Pictures stay out of the copy; output exactly the lines from the one containing "Pest-scouting request: point out the dark" through the end of the material.
## begin
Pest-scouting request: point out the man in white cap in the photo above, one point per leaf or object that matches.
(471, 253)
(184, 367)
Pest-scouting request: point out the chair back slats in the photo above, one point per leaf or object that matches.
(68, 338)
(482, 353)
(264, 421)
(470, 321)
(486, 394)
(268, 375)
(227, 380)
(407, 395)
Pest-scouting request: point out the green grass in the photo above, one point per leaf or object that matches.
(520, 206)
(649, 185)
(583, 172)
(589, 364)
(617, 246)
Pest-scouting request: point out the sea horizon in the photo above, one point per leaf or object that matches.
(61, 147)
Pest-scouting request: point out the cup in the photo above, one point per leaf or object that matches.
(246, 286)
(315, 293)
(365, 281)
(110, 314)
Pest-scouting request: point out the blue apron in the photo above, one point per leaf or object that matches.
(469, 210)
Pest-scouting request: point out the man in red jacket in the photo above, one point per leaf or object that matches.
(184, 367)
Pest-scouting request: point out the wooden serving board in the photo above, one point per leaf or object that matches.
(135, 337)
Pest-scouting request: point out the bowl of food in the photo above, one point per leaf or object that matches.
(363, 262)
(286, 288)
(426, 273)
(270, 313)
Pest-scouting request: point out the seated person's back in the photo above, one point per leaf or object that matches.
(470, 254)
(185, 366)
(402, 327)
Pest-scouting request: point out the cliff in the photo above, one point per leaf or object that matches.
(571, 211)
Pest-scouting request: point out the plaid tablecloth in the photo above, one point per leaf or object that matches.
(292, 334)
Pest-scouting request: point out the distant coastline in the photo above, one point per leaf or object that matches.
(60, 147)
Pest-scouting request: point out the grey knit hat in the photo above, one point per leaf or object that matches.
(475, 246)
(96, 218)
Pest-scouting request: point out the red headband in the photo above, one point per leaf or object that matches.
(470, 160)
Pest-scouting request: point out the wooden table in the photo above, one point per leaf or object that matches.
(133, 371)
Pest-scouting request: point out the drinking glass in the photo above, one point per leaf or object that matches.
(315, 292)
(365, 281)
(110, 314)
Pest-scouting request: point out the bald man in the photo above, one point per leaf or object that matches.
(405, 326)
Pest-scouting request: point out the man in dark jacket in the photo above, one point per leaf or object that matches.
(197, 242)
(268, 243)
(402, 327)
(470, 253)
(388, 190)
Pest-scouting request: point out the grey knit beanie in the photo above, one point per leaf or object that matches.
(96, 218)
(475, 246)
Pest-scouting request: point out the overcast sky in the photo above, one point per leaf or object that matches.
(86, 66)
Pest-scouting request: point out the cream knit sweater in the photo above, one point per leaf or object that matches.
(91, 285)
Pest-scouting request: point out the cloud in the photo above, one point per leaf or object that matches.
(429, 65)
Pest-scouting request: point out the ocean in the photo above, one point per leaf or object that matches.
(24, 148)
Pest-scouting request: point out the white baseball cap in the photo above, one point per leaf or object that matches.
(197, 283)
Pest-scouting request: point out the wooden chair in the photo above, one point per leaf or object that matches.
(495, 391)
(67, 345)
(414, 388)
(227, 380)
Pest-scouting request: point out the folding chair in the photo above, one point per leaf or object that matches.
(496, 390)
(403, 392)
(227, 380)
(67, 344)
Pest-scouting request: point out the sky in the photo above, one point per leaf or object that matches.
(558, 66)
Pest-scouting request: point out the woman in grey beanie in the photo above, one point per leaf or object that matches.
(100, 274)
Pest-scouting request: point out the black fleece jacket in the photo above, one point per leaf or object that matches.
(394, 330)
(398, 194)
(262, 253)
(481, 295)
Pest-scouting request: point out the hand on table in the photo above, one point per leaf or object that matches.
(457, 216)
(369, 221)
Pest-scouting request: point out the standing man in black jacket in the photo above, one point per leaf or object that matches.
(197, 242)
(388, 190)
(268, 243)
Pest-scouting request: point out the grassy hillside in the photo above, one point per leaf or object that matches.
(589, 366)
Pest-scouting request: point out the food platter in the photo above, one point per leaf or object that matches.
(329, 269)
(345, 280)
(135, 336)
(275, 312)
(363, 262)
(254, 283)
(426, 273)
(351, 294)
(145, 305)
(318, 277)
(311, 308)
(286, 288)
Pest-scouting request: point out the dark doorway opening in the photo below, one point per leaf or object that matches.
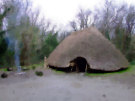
(79, 64)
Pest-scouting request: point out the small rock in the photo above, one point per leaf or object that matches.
(9, 69)
(4, 75)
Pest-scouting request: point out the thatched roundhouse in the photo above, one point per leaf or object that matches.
(90, 45)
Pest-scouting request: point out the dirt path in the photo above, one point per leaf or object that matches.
(64, 87)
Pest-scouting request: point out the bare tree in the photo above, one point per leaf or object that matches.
(83, 20)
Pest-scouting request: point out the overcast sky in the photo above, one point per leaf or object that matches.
(63, 11)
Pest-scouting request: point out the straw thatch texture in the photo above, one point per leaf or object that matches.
(90, 44)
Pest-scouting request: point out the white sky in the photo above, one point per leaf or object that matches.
(62, 11)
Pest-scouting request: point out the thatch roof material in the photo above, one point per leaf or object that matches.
(90, 44)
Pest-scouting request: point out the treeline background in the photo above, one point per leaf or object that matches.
(37, 37)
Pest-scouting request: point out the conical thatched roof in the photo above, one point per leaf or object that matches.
(90, 44)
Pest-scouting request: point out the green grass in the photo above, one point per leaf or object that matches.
(34, 66)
## end
## SOLUTION TO THIS PROBLEM
Pest-scouting request: point out the dark doorway opening in the photo below, one point per leaf or object that matches.
(79, 64)
Pest-scouting request: point out the small rock in the photo above, one point per leaf or object that matches.
(9, 69)
(4, 75)
Pest-scouting request: point out the thatched roundhouse in the photo above, one point per leaf or object that matches.
(90, 45)
Pest-scouting request: point out the dirt path in the photo above, one point per leaf or object that matches.
(64, 87)
Pest-scouting request: point out the bare tree in the photo above, one point per leaf or object that matches.
(83, 20)
Pest-scouting request: point out the overcast sky in the photo above, one point per leaf or object that matches.
(63, 11)
Pest-scouting request: point out the straw thatch texture in the photo above, one point per leaf or object that matches.
(90, 44)
Pest-scouting request: point out the white sky in the photo above, one point per leaf or object that matches.
(62, 11)
Pest-scouting request: point out the thatch roof material in the photo above, one point per leaf or object that matches.
(90, 44)
Pest-scouting request: point out the treeline background in the photo above, one point per leaf or object that matches.
(37, 37)
Pest-scouting request: point out the conical thatched roof in the photo above, one point per leaf or object that matches.
(90, 44)
Pest-scouting request: point out the green grass in the photo above, one point per leaf or object that matches.
(34, 66)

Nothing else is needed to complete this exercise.